| What the exercise asks |
When you reach the line in the data below that contains "target: black wide-brim hat | mode: bbox", please start repeating lines exactly, and stop after the line that contains "target: man in light blue shirt | mode: bbox", repeating nothing else.

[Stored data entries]
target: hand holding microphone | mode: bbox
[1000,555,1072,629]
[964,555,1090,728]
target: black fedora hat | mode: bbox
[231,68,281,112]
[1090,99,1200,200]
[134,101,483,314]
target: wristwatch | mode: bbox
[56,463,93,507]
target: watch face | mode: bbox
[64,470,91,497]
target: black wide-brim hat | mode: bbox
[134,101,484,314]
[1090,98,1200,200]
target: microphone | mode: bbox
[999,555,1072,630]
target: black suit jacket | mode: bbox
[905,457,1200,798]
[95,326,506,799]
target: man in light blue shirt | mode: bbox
==
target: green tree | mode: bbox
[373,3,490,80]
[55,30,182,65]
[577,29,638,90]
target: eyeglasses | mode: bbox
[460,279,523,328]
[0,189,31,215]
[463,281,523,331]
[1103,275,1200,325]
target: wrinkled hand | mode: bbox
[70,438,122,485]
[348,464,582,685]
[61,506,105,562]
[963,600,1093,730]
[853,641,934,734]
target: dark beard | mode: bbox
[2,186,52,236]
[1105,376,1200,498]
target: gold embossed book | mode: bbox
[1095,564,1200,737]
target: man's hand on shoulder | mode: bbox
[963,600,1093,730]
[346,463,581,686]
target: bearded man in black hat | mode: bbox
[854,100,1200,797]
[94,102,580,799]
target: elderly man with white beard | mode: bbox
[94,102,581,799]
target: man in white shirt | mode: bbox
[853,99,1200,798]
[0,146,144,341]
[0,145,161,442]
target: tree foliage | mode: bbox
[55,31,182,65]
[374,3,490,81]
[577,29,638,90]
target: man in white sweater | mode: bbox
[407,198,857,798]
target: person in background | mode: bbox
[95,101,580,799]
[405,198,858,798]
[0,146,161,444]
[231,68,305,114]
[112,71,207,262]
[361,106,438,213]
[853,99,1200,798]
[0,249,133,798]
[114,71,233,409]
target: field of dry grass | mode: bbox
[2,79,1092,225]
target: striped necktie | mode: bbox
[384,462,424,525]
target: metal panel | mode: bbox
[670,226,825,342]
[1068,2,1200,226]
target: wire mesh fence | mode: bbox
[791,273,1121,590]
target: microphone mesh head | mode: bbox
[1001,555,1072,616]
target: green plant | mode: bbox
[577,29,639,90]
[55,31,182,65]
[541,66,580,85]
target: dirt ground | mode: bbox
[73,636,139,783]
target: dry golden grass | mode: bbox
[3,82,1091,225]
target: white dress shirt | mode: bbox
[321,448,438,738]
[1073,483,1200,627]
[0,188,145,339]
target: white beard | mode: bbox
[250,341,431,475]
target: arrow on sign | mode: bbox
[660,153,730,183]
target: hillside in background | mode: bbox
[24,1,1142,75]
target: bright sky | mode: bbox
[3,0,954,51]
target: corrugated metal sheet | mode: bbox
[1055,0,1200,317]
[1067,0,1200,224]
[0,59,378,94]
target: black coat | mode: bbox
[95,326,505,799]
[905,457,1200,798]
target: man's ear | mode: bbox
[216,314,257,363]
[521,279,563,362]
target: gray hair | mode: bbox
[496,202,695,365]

| Answer to this problem |
target: black wide-brim hat | mode: bbox
[134,101,484,314]
[1090,98,1200,200]
target: microphone | mode: bbox
[999,555,1072,630]
target: black suit jacket | mode: bbox
[905,457,1200,798]
[95,326,506,799]
target: man in light blue shirt | mode: bbox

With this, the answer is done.